:: Extracted material ::

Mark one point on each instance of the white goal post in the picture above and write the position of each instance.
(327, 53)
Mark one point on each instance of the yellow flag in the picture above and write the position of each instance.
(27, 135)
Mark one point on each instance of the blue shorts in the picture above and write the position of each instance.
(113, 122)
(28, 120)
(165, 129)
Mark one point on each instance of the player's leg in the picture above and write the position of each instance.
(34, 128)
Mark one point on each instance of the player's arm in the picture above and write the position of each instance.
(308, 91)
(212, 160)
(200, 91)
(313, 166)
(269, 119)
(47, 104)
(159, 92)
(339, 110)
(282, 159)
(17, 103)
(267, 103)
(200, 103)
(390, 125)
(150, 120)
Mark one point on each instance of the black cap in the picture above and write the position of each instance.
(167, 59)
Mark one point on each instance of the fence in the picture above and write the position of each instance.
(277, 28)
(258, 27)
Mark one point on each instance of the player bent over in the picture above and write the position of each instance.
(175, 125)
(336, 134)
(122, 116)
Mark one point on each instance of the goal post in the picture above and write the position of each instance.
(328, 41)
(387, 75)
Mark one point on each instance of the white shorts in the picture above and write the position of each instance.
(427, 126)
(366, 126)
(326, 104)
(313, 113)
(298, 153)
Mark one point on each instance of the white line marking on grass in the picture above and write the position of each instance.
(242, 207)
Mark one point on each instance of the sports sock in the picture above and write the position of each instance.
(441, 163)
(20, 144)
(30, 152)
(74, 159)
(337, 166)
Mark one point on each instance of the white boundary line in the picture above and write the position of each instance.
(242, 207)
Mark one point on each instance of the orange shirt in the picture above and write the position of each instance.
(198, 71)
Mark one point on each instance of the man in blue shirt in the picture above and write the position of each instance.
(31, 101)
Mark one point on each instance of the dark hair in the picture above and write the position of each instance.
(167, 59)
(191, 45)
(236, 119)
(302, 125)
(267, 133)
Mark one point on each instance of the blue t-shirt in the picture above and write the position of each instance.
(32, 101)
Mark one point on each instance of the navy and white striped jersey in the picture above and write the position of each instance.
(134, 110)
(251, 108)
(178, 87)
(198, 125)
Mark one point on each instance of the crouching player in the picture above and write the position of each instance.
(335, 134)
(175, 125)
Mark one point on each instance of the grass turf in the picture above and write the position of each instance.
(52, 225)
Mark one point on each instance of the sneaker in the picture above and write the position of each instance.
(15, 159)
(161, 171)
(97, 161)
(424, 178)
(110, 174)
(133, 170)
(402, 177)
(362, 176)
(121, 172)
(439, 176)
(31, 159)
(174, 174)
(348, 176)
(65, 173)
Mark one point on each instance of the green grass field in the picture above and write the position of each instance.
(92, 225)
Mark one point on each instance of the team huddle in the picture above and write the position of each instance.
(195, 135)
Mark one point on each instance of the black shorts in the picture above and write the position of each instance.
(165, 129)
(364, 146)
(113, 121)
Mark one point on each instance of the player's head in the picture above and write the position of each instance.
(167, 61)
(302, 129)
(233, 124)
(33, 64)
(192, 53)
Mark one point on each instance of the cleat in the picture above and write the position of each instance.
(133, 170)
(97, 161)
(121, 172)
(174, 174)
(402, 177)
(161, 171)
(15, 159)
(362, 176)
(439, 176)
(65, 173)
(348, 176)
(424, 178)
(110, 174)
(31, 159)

:::

**Task objective**
All of the entries above need to be printed again exactly.

**Task output**
Mark one point on each instance of the white goal post in the picture above and write the position of each instance.
(327, 53)
Mark one point on each instance of the yellow flag in the picture above and write the position of each instance.
(27, 135)
Mark one point on each instance of the blue shorts in the picture above and write the position of each instance.
(113, 122)
(28, 120)
(165, 129)
Mark one point on each instance of the player's leg in the picture above and write the position of each instance.
(34, 128)
Mark one point on each instance of the player's arm in the picture above and write the position of each instance.
(308, 91)
(212, 160)
(200, 91)
(313, 166)
(269, 119)
(47, 104)
(159, 92)
(339, 110)
(282, 159)
(17, 103)
(267, 103)
(200, 103)
(390, 125)
(150, 120)
Mark one point on each instance of the black cap in the picture above and write the position of each instance.
(167, 59)
Mark one point on each instance of the fence in the picture above and write the position of each instance.
(277, 28)
(258, 27)
Mark one point on each instance of the player bent over in the picture above and write the position of each instance.
(175, 125)
(336, 134)
(122, 116)
Mark one point on each instance of the goal post in the picture above and write the position of each instance.
(328, 41)
(387, 75)
Mark one point on each instance of the white shorts in the picture above and write the position of each instance.
(427, 126)
(366, 126)
(326, 104)
(313, 113)
(298, 153)
Mark one point on each instance of the white line marking on grass in the picture above and write the position of each instance.
(242, 207)
Mark one point on each instance of the sports sock in the picture above and write the position of each instance.
(441, 163)
(20, 144)
(30, 152)
(74, 159)
(337, 166)
Mark one point on each instance of the white boundary line in the picture above and write the position of each instance.
(242, 207)
Mark one point on each instance of the orange shirt in the picture above and write the position of each instance.
(198, 71)
Mark one point on each instance of the man in blue shirt in the picture above and write the position of each instance.
(31, 101)
Mark one point on each instance of the dark hair in the picture above and write the position of each instance.
(167, 59)
(191, 45)
(236, 119)
(302, 125)
(267, 133)
Mark one point on each instance of the blue t-shirt in the picture above and write the position of each instance.
(32, 101)
Mark one point on each instance of the navy and white striped jersey in the picture above and write the position of each instance.
(134, 110)
(251, 108)
(178, 87)
(198, 125)
Mark one point on each instance of the crouching player in the picture above and write the position of each instance.
(335, 134)
(175, 125)
Mark one point on each instance of the grass turf in the picture above and write the position of each instance.
(52, 225)
Mark one point on each instance of the sneaker in the picture above and write the position of each instance.
(15, 159)
(161, 171)
(97, 161)
(424, 178)
(110, 174)
(133, 170)
(402, 177)
(362, 176)
(121, 172)
(439, 176)
(31, 159)
(174, 174)
(348, 176)
(65, 173)
Mark one point on each instance of the green grass field in the picture above and write the position of each instance.
(92, 225)
Mark one point on each instance of the team huddle in the picture above and write the position of each instance.
(195, 135)
Mark one point on each instance of the black shorts in the picture above and write the position of each instance.
(165, 129)
(364, 146)
(113, 121)
Mark one point on each instance of the player's head in the picture above and write the position of each instance.
(167, 61)
(302, 129)
(233, 124)
(33, 64)
(192, 53)
Mark one point on each instance of the cleat in the picture above and write the position of each instance.
(133, 170)
(97, 161)
(121, 172)
(174, 174)
(402, 177)
(161, 171)
(15, 159)
(362, 176)
(439, 176)
(65, 173)
(348, 176)
(424, 178)
(110, 174)
(31, 159)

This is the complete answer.